CONSIGNE 1
Pour chacune des affirmations (a), (b) et (c) ci-dessous, dites si elle s'accorde avec l'extrait, puis citez textuellement les mots de l'extrait qui tranchent.
(a) Quand la cloison se fait confondante, le regard se tourne vers l'eau qui coule derrière la fenêtre.
(b) Il est possible d'éteindre la cloison pendant les moments de contemplation de la lenteur.
(c) Les courses commandées au store seront livrées le jour même.
CONSIGNE 2
Recopiez mot pour mot le passage de l'extrait qui commence par « Je suis le client. » et se poursuit jusqu'à « parcourir mes marchandises. ».

EXTRAIT CHOISI
★ ★ ★

Le jeu de mots renvoie au je après s’être cogné à sa cloison. Je est un nôtre jeu.

Aujourd’hui je ne lis plus, je baise. De l’élan des mots ne demeure que leur ricochet sur les ondes. Mon livre s’est métamorphosé en une cloison unique diffusant des informations instantanées immédiatement traduisibles en actes. Je suis devenu grâce à elles un individu positif : comme tout le monde je cours après la course. Quelquefois, j’aimerais revenir en arrière, abandonner l’écran, écrire tel un scribe des phrases inopportunes sur le parquet de la salle de séjour à l’aide d’un couteau, en extrayant du bois flottant l’écorce qui le fait bois. Des copeaux de bois aux copeaux de mots, il n’y a qu’un pas, ce « pas » auxiliaire de la négation que je ne franchis point. Quand la cloison se fait confondante, je regarde par la fenêtre couler l’eau. J’aime les écluses car elles prennent leur temps comme si elles lisaient le courant. La péniche attend sans précipitation que la dernière page du livre soit tournée pour déverser le voyage. Dans ces moments de contemplation de la lenteur, je voudrais éteindre la cloison mais je ne le peux pas. La cloison vit sans moi, en dehors de moi, elle ankylose la survivance et je suis sans force devant sa puissance alternative. J’écoute ce que j’imagine voir. Bientôt elle et moi allons nous étreindre sans chercher d’autre mot que le silence exigé par la fugacité de l’offre.

XIV

Je suis le client. J’ai commandé au store les courses de la semaine. Beaucoup de champagne, les bulles prédisposent les femmes à l’amour. Et des provisions de bouche. Et aussi des produits solubles, des instantanés. On verse de l’eau pour que renaisse ce qu’on mange, on chauffe ou on fond, c’est selon. C’est une vie en extrait sec. « Cliquez là ! » a demandé mon écran. J’ai cliqué. Je serai livré. Demain. A domicile. Je me demande s’il y a encore des rues dans les villes que vont parcourir mes marchandises.

★ ★ ★

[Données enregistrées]
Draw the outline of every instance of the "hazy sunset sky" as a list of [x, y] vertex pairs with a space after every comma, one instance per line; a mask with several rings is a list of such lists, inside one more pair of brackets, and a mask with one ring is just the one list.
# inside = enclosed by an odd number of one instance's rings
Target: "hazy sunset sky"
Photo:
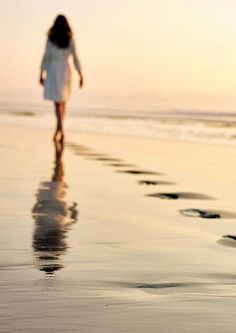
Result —
[[235, 0], [0, 0], [0, 5], [1, 99], [22, 94], [40, 100], [46, 32], [63, 13], [84, 70], [81, 98], [236, 108]]

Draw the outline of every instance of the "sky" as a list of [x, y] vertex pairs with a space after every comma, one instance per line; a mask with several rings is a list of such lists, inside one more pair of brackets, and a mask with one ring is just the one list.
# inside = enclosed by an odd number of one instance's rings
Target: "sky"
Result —
[[72, 100], [236, 110], [235, 0], [0, 0], [0, 100], [41, 100], [39, 65], [59, 13], [85, 76]]

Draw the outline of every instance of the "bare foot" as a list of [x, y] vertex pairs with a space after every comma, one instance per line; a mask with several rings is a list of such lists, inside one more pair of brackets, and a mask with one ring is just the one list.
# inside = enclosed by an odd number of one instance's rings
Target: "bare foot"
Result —
[[63, 143], [64, 141], [64, 134], [61, 131], [57, 131], [53, 137], [54, 142]]

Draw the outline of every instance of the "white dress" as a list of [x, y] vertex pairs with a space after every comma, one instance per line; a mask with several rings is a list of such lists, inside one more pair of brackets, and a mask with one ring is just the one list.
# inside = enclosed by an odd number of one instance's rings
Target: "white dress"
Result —
[[44, 98], [55, 102], [66, 102], [71, 92], [71, 68], [69, 59], [72, 56], [74, 66], [80, 70], [75, 41], [71, 38], [69, 47], [59, 48], [49, 39], [41, 63], [41, 70], [46, 71]]

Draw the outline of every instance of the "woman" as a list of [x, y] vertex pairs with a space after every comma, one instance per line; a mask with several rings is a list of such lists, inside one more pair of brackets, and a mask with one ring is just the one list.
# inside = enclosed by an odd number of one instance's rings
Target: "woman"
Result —
[[76, 53], [72, 30], [65, 16], [57, 16], [48, 32], [45, 53], [41, 63], [40, 84], [44, 86], [44, 98], [54, 101], [57, 117], [57, 127], [54, 141], [63, 142], [66, 101], [71, 91], [71, 69], [69, 58], [73, 57], [75, 69], [83, 86], [83, 75]]

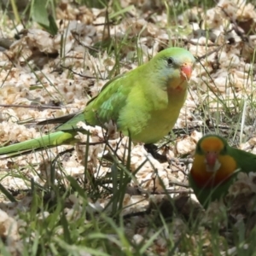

★ ★ ★

RÉPONSE 1
(a) Oui : « Quand la cloison se fait confondante, je regarde par la fenêtre couler l’eau. »
(b) Non : « je voudrais éteindre la cloison mais je ne le peux pas. »
(c) Non : « Je serai livré. Demain. »

RÉPONSE 2
Je suis le client. J’ai commandé au store les courses de la semaine. Beaucoup de champagne, les bulles prédisposent les femmes à l’amour. Et des provisions de bouche. Et aussi des produits solubles, des instantanés. On verse de l’eau pour que renaisse ce qu’on mange, on chauffe ou on fond, c’est selon. C’est une vie en extrait sec. « Cliquez là ! » a demandé mon écran. J’ai cliqué. Je serai livré. Demain. A domicile. Je me demande s’il y a encore des rues dans les villes que vont parcourir mes marchandises.